_THE PROBLEM_
Only a number is expected: how many lines in these records mention the word "bush"?

_ENTRIES SUPPLIED_
══════════════════════════════

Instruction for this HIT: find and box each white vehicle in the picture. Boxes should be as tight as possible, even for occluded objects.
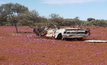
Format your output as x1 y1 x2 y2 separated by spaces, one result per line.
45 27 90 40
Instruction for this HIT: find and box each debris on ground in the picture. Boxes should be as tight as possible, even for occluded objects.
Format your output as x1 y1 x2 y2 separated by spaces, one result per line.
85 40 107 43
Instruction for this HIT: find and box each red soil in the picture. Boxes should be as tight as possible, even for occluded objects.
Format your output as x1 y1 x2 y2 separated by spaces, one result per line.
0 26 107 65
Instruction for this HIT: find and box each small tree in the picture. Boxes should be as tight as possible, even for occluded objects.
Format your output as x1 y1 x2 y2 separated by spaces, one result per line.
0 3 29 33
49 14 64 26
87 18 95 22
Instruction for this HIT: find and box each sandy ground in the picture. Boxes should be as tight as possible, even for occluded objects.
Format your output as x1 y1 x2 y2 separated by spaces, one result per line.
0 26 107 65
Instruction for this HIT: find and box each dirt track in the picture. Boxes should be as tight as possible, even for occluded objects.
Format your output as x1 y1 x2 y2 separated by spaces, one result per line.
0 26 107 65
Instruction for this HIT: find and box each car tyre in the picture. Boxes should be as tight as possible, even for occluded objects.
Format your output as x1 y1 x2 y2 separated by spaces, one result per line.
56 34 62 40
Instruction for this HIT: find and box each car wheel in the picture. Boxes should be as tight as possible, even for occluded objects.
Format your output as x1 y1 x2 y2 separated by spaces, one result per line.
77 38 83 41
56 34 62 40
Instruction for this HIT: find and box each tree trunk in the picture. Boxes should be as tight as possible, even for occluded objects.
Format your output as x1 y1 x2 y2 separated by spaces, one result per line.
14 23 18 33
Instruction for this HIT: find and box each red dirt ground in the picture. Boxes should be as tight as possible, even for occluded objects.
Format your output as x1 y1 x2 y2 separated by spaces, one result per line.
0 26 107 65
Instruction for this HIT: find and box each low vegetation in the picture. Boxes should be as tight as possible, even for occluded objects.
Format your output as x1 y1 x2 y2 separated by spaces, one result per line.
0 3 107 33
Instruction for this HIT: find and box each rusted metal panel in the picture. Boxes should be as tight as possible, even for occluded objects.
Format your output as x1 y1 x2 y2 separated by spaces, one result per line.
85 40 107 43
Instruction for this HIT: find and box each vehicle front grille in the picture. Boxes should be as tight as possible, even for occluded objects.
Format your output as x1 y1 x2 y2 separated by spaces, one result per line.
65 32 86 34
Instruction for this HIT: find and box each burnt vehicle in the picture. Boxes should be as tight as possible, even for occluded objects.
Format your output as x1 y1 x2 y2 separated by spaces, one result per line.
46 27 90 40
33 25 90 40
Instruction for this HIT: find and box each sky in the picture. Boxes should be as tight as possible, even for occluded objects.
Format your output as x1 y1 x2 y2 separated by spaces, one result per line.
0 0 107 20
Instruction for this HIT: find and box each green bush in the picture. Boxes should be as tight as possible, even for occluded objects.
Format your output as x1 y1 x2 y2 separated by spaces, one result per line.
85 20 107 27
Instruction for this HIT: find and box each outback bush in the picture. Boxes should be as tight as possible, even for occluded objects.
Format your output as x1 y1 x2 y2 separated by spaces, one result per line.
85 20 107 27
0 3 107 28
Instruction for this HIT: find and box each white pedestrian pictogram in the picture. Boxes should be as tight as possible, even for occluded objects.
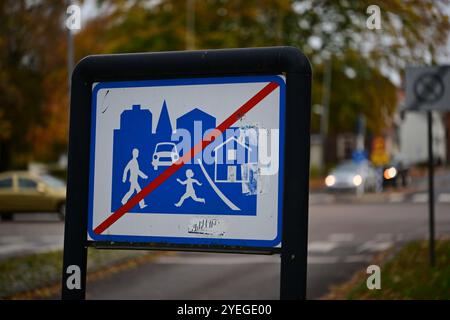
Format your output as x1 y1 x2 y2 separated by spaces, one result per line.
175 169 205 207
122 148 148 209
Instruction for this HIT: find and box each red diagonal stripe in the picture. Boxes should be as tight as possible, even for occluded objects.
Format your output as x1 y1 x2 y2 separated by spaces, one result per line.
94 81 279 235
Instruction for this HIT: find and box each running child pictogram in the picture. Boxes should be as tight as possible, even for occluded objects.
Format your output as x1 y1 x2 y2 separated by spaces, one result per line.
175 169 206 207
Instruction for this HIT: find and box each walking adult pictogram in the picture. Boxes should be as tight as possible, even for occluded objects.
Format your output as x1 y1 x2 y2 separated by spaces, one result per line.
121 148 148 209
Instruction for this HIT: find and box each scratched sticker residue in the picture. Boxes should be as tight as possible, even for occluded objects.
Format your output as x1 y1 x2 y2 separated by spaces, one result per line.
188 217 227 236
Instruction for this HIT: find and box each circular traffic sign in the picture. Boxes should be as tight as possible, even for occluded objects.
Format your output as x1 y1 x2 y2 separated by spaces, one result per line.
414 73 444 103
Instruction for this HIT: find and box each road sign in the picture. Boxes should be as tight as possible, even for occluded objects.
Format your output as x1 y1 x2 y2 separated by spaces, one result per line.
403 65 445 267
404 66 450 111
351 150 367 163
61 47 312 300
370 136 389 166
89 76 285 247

══════════════════════════════

_RESPONSE AREA_
2